Given records:
****
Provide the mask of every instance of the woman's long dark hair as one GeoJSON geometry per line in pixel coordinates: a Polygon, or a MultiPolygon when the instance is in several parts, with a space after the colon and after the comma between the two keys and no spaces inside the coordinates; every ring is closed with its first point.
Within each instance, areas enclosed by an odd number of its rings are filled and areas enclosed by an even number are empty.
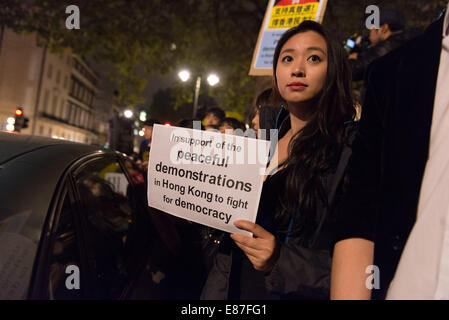
{"type": "Polygon", "coordinates": [[[321,200],[325,206],[329,205],[324,177],[336,169],[344,143],[344,122],[354,119],[355,108],[351,72],[343,47],[314,21],[304,21],[287,30],[279,40],[273,57],[273,100],[283,100],[276,78],[282,47],[294,35],[307,31],[320,34],[326,41],[327,75],[307,124],[292,137],[288,146],[289,155],[284,162],[286,190],[281,201],[283,208],[276,216],[276,221],[277,225],[284,227],[288,225],[293,213],[295,223],[292,232],[310,238],[317,231],[322,218],[318,201],[321,200]]]}

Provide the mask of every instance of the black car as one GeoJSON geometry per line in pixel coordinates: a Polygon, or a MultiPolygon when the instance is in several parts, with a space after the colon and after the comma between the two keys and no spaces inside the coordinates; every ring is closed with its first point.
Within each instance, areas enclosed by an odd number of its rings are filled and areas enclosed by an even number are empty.
{"type": "Polygon", "coordinates": [[[0,133],[0,299],[197,299],[198,230],[123,154],[0,133]]]}

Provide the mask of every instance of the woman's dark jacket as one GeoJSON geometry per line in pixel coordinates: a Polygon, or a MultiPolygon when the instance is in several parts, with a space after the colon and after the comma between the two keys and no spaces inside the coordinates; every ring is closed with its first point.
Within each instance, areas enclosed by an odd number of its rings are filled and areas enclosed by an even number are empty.
{"type": "MultiPolygon", "coordinates": [[[[260,127],[273,129],[280,127],[279,139],[289,130],[290,120],[285,109],[263,107],[259,110],[260,127]],[[279,125],[281,123],[281,125],[279,125]]],[[[354,125],[349,125],[347,136],[352,136],[354,125]]],[[[349,141],[349,140],[348,140],[349,141]]],[[[274,147],[272,150],[274,151],[274,147]]],[[[340,163],[335,172],[323,177],[329,203],[332,204],[337,187],[342,180],[349,146],[343,148],[340,163]]],[[[249,259],[226,234],[216,253],[212,269],[203,288],[201,299],[328,299],[331,271],[332,233],[331,206],[318,203],[317,236],[304,239],[292,235],[285,237],[270,230],[275,210],[279,209],[276,197],[285,188],[283,170],[270,176],[264,183],[256,223],[276,235],[280,244],[280,255],[269,275],[255,270],[249,259]],[[268,212],[267,212],[268,211],[268,212]]],[[[341,188],[340,188],[341,189],[341,188]]],[[[338,196],[338,195],[337,195],[338,196]]]]}

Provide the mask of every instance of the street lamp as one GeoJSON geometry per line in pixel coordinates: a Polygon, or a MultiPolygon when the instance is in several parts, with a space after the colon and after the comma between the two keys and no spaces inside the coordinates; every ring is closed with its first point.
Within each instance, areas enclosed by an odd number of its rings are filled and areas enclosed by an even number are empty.
{"type": "Polygon", "coordinates": [[[126,118],[131,118],[134,114],[133,114],[133,112],[131,111],[131,110],[125,110],[125,112],[123,112],[123,115],[126,117],[126,118]]]}
{"type": "MultiPolygon", "coordinates": [[[[190,79],[190,72],[188,70],[182,70],[178,73],[179,78],[182,82],[186,82],[190,79]]],[[[209,74],[207,77],[207,82],[210,86],[215,86],[218,82],[220,82],[220,78],[214,73],[209,74]]],[[[198,97],[200,95],[200,87],[201,87],[201,76],[197,76],[196,84],[195,84],[195,99],[193,101],[193,117],[196,115],[196,110],[198,109],[198,97]]]]}
{"type": "Polygon", "coordinates": [[[220,79],[217,77],[216,74],[212,73],[207,77],[207,82],[210,86],[215,86],[218,82],[220,82],[220,79]]]}
{"type": "Polygon", "coordinates": [[[187,70],[182,70],[178,73],[178,76],[182,82],[186,82],[187,80],[190,79],[190,72],[187,70]]]}
{"type": "Polygon", "coordinates": [[[139,120],[142,122],[147,121],[147,112],[146,111],[140,111],[139,120]]]}

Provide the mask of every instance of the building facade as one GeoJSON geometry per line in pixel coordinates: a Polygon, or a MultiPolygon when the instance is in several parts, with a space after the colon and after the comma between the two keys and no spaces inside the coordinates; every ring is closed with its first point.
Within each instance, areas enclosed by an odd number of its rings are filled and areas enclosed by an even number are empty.
{"type": "Polygon", "coordinates": [[[98,75],[70,49],[52,53],[34,35],[5,30],[0,52],[0,124],[17,107],[29,118],[21,133],[106,143],[104,117],[94,108],[98,75]]]}

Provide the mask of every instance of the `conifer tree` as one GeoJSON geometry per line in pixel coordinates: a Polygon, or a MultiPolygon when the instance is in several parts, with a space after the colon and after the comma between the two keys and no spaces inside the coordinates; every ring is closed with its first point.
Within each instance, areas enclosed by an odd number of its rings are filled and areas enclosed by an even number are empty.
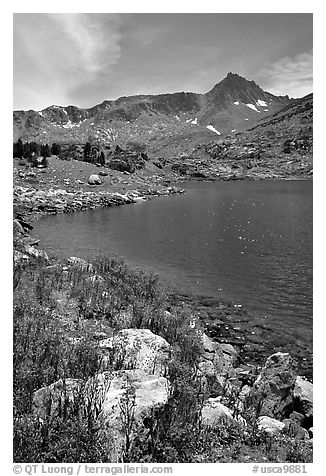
****
Exercise aim: Apart from the pictures, return every entry above exactly as given.

Solution for this exercise:
Provide the mask of every instance of the woman's long dark hair as one GeoJSON geometry per line in pixel coordinates: a Polygon, or a MultiPolygon when the instance is in several parts, with a space after the colon and after the comma between the two keys and no spaces inside the coordinates; every ring is closed with its first point.
Within each instance, areas enclosed by an odd number of its rings are filled and areas enclosed by an even number are empty.
{"type": "Polygon", "coordinates": [[[321,200],[325,206],[329,205],[324,177],[336,169],[344,143],[344,122],[354,119],[355,108],[351,72],[343,47],[314,21],[304,21],[287,30],[279,40],[273,57],[273,100],[283,100],[276,78],[282,47],[294,35],[307,31],[320,34],[326,41],[327,75],[307,124],[292,137],[288,146],[289,155],[284,162],[286,190],[281,201],[283,208],[276,216],[276,221],[277,225],[284,227],[288,225],[293,213],[295,223],[292,232],[310,238],[317,231],[322,218],[318,201],[321,200]]]}

Provide the mask of every instance of the black car as one GeoJSON geometry per line in pixel coordinates: a Polygon, or a MultiPolygon when the instance is in several parts, with a space after the colon and after the comma between the two keys and no spaces inside the coordinates; every ring is closed with its first point.
Within each instance, areas enclosed by an odd number of its rings are filled and areas enclosed by an even number are empty.
{"type": "Polygon", "coordinates": [[[0,133],[0,299],[197,299],[198,230],[123,154],[0,133]]]}

Provide the mask of every instance of the woman's dark jacket as one GeoJSON geometry per line in pixel coordinates: a Polygon, or a MultiPolygon when the instance is in several parts, with a space after the colon and after the comma between the two keys and no spaces inside the coordinates; every ring is closed with its first point.
Within each instance, areas enclosed by an odd number of its rings are filled and areas enclosed by an even number are empty.
{"type": "MultiPolygon", "coordinates": [[[[260,127],[273,129],[280,127],[279,139],[289,130],[290,120],[285,109],[263,107],[259,110],[260,127]],[[279,125],[281,123],[281,125],[279,125]]],[[[354,125],[349,125],[347,136],[352,136],[354,125]]],[[[349,141],[349,140],[348,140],[349,141]]],[[[274,147],[272,150],[274,151],[274,147]]],[[[340,163],[335,172],[323,177],[329,203],[332,204],[337,187],[342,180],[349,146],[343,148],[340,163]]],[[[249,259],[226,234],[216,253],[212,269],[203,288],[201,299],[328,299],[331,271],[332,233],[331,206],[318,203],[317,236],[304,239],[292,235],[285,237],[270,230],[275,210],[279,209],[276,197],[285,188],[283,170],[270,176],[264,183],[256,223],[276,235],[280,244],[280,255],[269,275],[255,270],[249,259]],[[268,212],[267,212],[268,211],[268,212]]],[[[341,188],[340,188],[341,189],[341,188]]],[[[338,196],[338,195],[337,195],[338,196]]]]}

Provide the mask of every instance of the street lamp as one GeoJSON geometry per line in pixel coordinates: a Polygon, or a MultiPolygon when the instance is in several parts, with a space after the colon and after the comma between the two keys and no spaces inside the coordinates; every ring is closed with its first point.
Within each instance, areas enclosed by an odd number of its rings are filled and areas enclosed by an even number are empty.
{"type": "Polygon", "coordinates": [[[126,118],[131,118],[134,114],[133,114],[133,112],[131,111],[131,110],[125,110],[125,112],[123,112],[123,115],[126,117],[126,118]]]}
{"type": "MultiPolygon", "coordinates": [[[[190,79],[190,72],[188,70],[182,70],[178,73],[179,78],[182,82],[186,82],[190,79]]],[[[209,74],[207,77],[207,82],[210,86],[215,86],[218,82],[220,82],[220,78],[214,73],[209,74]]],[[[198,97],[200,95],[200,87],[201,87],[201,76],[197,76],[196,84],[195,84],[195,99],[193,101],[193,117],[196,115],[196,110],[198,109],[198,97]]]]}
{"type": "Polygon", "coordinates": [[[220,79],[217,77],[216,74],[212,73],[207,77],[207,82],[210,86],[215,86],[218,82],[220,82],[220,79]]]}
{"type": "Polygon", "coordinates": [[[187,70],[182,70],[178,73],[178,76],[182,82],[186,82],[187,80],[190,79],[190,72],[187,70]]]}
{"type": "Polygon", "coordinates": [[[139,120],[142,122],[147,121],[147,112],[146,111],[140,111],[139,120]]]}

Provide the mask of every instance of the building facade as one GeoJSON geometry per line in pixel coordinates: a Polygon, or a MultiPolygon when the instance is in several parts, with a space after the colon and after the comma between the two keys and no spaces inside the coordinates; every ring is closed with its first point.
Within each instance, areas enclosed by an odd number of its rings are filled and areas enclosed by an even number are empty.
{"type": "Polygon", "coordinates": [[[98,75],[70,49],[52,53],[34,35],[5,30],[0,52],[0,124],[17,107],[29,118],[21,133],[106,143],[104,117],[94,108],[98,75]]]}

Provide the mask of every instance of the `conifer tree` as one GeoJSON geometry per line in pixel coordinates: a Polygon, or a MultiPolygon when the instance is in several parts, with a space after the colon and after the comma between the two keys and no spaces inside the coordinates; every ring is closed with its first point.
Within each instance, areas enclosed by an odd number of its rings are filled and areas enclosed by an even number are empty.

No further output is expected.